-- START OF Text section --

Closest Two-Sum To Zero

June 23, 2015

Given a random array of integers, both positive and negative, find the pair with sum closest to zero. For instance, in the array [45, -29, -96, -7, -17, 72, -60], the two integers with sum closest to zero are -60 and 72.

Your task is to write a program that finds the two-sum closest to zero. When you are finished, you are welcome to read or run a suggested solution, or to post your own solution or discuss the exercise in the comments below.


Pages: 1 2

15 Responses to “Closest Two-Sum To Zero”

  1. klettier said
    let d = [|45; -29; -96; -7; -17; 72; -60|]
    let sum x y = x + y
    let rec closestToZero (ar : int array) start (a1 : int) (a2 : int) (sm1: int) =
        match start with
        | x when x < ar.Length - 1 ->
            let s = ar.[start]
            let mutable a3, a4, sm2 = a1, a2, sm1
            for i in [start + 1 .. ar.Length - 1] do
                let smt = sum s ar.[i]
                if(System.Math.Abs(smt) < System.Math.Abs(sm2)) then
                    sm2 <- smt
                    a3 <- s
                    a4 <- ar.[i]
            closestToZero ar (start + 1) a3 a4 sm2
        | _ -> (a1, a2, sm1)
    closestToZero d 0 0 0 System.Int32.MaxValue;;
  2. graham said

    I think the expected minimum sum is zero, since you’re picking k independent uniformly from [-n, n].
    I’m too under-caffeinated to properly work out the full distribution, though. As for “is that normal?”, I
    think you may be falling prey to small sample size; with only 10 trials, it’s hard to get an idea of what
    the distribution looks like.

    Here’s an implementation in vanilla Python:

    def sort_and_scan(xs):
        ys = sorted(xs, key=abs)
        return min(map(sum, zip(ys, ys[1:])), key=abs)

    And for conducting a large number of experiments, we turn to the excellent numpy and pandas

    from numpy.random import randint
    from pandas import DataFrame
    def experiment(k, n, t):
        df = DataFrame(randint(low=-n, high=n + 1, size=(k, t)))
        return df.apply(sort_and_scan).describe()
    if __name__ == '__main__':
        print(experiment(17, 1000, int(1e5)))

-- END OF Text section --
-- START OF Extracted records --

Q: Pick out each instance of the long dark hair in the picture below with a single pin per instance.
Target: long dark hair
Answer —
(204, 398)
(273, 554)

-- END OF Extracted records --
-- START OF Extracted records --

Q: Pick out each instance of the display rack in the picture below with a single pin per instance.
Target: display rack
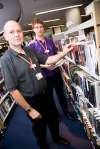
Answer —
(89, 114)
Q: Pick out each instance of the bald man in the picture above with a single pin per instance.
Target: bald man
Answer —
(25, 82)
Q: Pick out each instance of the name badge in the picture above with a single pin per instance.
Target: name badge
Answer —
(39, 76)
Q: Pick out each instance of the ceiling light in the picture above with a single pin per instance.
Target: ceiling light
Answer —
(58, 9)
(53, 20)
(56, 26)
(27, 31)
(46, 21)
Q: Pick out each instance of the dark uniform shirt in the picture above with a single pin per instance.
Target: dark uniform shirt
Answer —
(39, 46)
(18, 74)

-- END OF Extracted records --
-- START OF Extracted records --

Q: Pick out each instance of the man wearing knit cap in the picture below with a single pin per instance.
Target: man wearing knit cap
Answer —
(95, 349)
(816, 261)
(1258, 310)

-- END OF Extracted records --

* [Problem requirements] In the Closest Two-Sum To Zero page, swap every "distribution" for "histogram" in the stretch from "I think the" through "distribution looks like.", and write that stretch out again.

* [Exercise result]
I think the expected minimum sum is zero, since you’re picking k independent uniformly from [-n, n].
    I’m too under-caffeinated to properly work out the full histogram, though. As for “is that normal?”, I
    think you may be falling prey to small sample size; with only 10 trials, it’s hard to get an idea of what
    the histogram looks like.